**PROBLEM DESCRIPTION**
Rewrite everything from "The National Heart, Lung, and Blood Institute offers" down to "health care team." in the text on estrogen, swapping "health care provider" for "doctor".

**PASSAGE FOR REVIEW**

------------------------

Estrogen's Effects on the Female Body
What is estrogen?
Estrogen is a group of hormones that play an important role in the normal sexual and reproductive development in women. They are also called sex hormones. The woman's ovaries produce most estrogen hormones, although the adrenal glands also produce small amounts of the hormones.
In addition to regulating the menstrual cycle, estrogen affects the reproductive tract, the urinary tract, the heart and blood vessels, bones, breasts, skin, hair, mucous membranes, pelvic muscles, and the brain. Secondary sexual characteristics, such as pubic and armpit hair, also begin to grow when estrogen levels rise. Many organ systems, including the musculoskeletal and cardiovascular systems, and the brain are affected by estrogen.
Hormone replacement therapy update
To learn more about women's health, and specifically hormone replacement therapy, the National Heart, Lung, and Blood Institute of the National Institutes of Health (NIH) launched the Women's Health Initiative (WHI) in 1991. The hormone trial had two studies: the estrogen-plus-progestin (HRT) study of women with a uterus and the estrogen-alone (ERT) study of women without a uterus. Both studies were concluded early when the research showed that hormone replacement did not help prevent heart disease and it increased risk for some medical problems.
The FDA states that hormone therapy should not be taken to prevent heart disease.
These products are approved therapies for relief from moderate to severe hot flashes and symptoms of vulvar and vaginal atrophy. Although hormone therapy may be effective for the prevention of postmenopausal osteoporosis, it should only be considered for women at significant risk of osteoporosis who cannot take non-estrogen medications. The FDA recommends that hormone therapy be used at the lowest doses for the shortest duration needed to achieve treatment goals. Postmenopausal women who use or are considering using hormone therapy should discuss the possible benefits and risks to them with their health care provider.
The National Heart, Lung, and Blood Institute offers the following suggestions for women who are deciding whether or not to use postmenopausal hormone therapy:
Because the study involved healthy women, only a small number of them had either a negative or positive effect from estrogen plus progestin therapy. The percentages describe what would happen to a whole population—not to an individual woman. In the estrogen plus progestin therapy study the increase risk of breast cancer was eight additional cases for every 10,000 women over one year; there was a 24 percent increase overall.
The most important thing a woman can do in deciding to continue hormone replacement therapy is discuss the current research with her health care provider and health care team.
Women need to be aware that taking a combined progesterone and estrogen regimen or estrogen alone is no longer recommended to prevent heart disease. A woman should discuss other alternatives of protecting the heart with her health care provider.
Women should discuss with their health care providers the value of taking combined progesterone and estrogen replacement therapy or estrogen to prevent osteoporosis. There may be alternative treatments based on a woman's unique health profile.

------------------------

**DATA**
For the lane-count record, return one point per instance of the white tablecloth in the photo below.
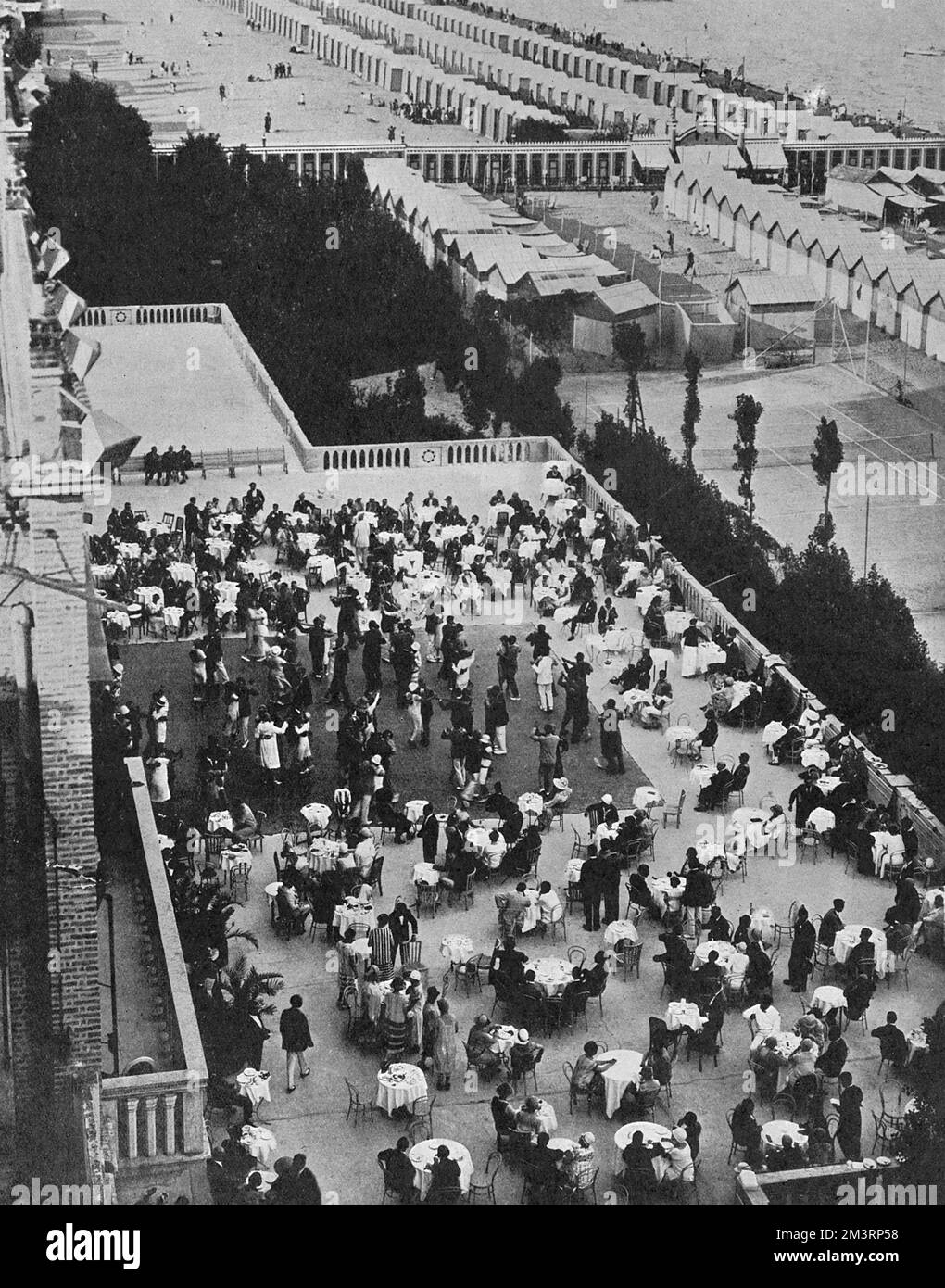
(423, 1153)
(618, 930)
(551, 974)
(317, 815)
(548, 1116)
(261, 1144)
(733, 963)
(254, 1085)
(620, 1076)
(850, 935)
(828, 997)
(774, 1132)
(644, 796)
(398, 1086)
(415, 811)
(458, 948)
(653, 1133)
(684, 1014)
(346, 915)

------------------------

**EXPECTED ANSWER**
The National Heart, Lung, and Blood Institute offers the following suggestions for women who are deciding whether or not to use postmenopausal hormone therapy:
Because the study involved healthy women, only a small number of them had either a negative or positive effect from estrogen plus progestin therapy. The percentages describe what would happen to a whole population—not to an individual woman. In the estrogen plus progestin therapy study the increase risk of breast cancer was eight additional cases for every 10,000 women over one year; there was a 24 percent increase overall.
The most important thing a woman can do in deciding to continue hormone replacement therapy is discuss the current research with her doctor and health care team.